§ **Extracted information**
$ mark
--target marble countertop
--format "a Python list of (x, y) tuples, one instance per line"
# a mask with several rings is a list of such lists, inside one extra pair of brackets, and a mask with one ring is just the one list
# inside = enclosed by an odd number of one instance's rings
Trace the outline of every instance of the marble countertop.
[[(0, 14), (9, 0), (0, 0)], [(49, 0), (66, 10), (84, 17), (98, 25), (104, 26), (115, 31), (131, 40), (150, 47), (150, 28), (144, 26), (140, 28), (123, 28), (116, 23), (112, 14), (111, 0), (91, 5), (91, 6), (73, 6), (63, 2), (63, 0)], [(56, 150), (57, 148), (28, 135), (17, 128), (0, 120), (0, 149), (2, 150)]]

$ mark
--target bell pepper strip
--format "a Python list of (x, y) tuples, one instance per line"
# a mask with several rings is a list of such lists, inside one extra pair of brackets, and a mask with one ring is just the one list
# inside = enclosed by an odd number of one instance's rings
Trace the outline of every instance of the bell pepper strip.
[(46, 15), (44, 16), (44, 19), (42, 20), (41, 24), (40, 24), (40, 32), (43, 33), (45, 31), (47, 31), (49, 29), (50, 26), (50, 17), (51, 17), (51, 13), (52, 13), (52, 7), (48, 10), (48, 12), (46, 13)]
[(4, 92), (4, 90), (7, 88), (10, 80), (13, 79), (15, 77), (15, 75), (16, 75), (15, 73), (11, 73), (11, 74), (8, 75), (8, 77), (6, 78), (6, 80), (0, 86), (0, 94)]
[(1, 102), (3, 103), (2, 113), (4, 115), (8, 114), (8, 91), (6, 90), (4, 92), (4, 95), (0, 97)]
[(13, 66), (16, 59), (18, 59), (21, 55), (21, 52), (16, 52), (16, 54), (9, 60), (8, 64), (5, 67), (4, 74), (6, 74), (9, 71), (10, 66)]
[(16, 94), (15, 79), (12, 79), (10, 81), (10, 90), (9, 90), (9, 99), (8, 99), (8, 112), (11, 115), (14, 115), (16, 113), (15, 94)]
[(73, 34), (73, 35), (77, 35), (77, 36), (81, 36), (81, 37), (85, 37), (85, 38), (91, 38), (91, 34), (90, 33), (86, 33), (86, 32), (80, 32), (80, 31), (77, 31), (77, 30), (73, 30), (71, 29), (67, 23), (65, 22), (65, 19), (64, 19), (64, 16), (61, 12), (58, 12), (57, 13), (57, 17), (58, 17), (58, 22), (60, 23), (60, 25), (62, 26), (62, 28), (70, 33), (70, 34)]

§ **Task statement**
Take the entries above and transcribe them in full.

§ **Solved exercise**
$ mark
--target marble countertop
--format "a Python list of (x, y) tuples, one instance per line"
# a mask with several rings is a list of such lists, inside one extra pair of brackets, and a mask with one ring is just the one list
# inside = enclosed by an odd number of one instance's rings
Trace the outline of every instance of the marble countertop.
[[(0, 14), (9, 0), (0, 0)], [(49, 0), (66, 10), (84, 17), (98, 25), (104, 26), (115, 31), (131, 40), (150, 47), (150, 28), (144, 26), (140, 28), (123, 28), (116, 23), (112, 14), (111, 0), (91, 5), (91, 6), (73, 6), (63, 2), (63, 0)], [(56, 150), (57, 148), (28, 135), (17, 128), (0, 120), (0, 149), (2, 150)]]

$ mark
--target bell pepper strip
--format "a Python list of (x, y) tuples, one instance per line"
# a mask with several rings is a list of such lists, inside one extra pair of brackets, and a mask with one ring is just the one list
# inside = enclosed by an odd number of one instance's rings
Trace the outline of every instance of the bell pepper strip.
[(46, 15), (44, 16), (44, 19), (42, 20), (41, 24), (40, 24), (40, 32), (43, 33), (45, 31), (47, 31), (49, 29), (50, 26), (50, 17), (51, 17), (51, 13), (52, 13), (52, 7), (48, 10), (48, 12), (46, 13)]
[(4, 92), (4, 90), (7, 88), (10, 80), (13, 79), (15, 77), (15, 75), (16, 75), (15, 73), (11, 73), (11, 74), (8, 75), (8, 77), (6, 78), (6, 80), (0, 86), (0, 94)]
[(1, 102), (3, 103), (2, 113), (4, 115), (8, 114), (8, 91), (6, 90), (4, 92), (4, 95), (0, 97)]
[(13, 66), (16, 59), (18, 59), (21, 55), (21, 52), (16, 52), (16, 54), (9, 60), (8, 64), (5, 67), (4, 74), (6, 74), (9, 71), (10, 66)]
[(16, 94), (15, 79), (12, 79), (10, 81), (10, 90), (9, 90), (9, 99), (8, 99), (8, 112), (11, 115), (14, 115), (16, 113), (15, 94)]
[(73, 34), (73, 35), (77, 35), (77, 36), (81, 36), (81, 37), (85, 37), (85, 38), (91, 38), (91, 34), (90, 33), (86, 33), (86, 32), (80, 32), (80, 31), (77, 31), (77, 30), (73, 30), (71, 29), (67, 23), (65, 22), (65, 19), (64, 19), (64, 16), (61, 12), (58, 12), (57, 13), (57, 17), (58, 17), (58, 22), (60, 23), (60, 25), (62, 26), (62, 28), (70, 33), (70, 34)]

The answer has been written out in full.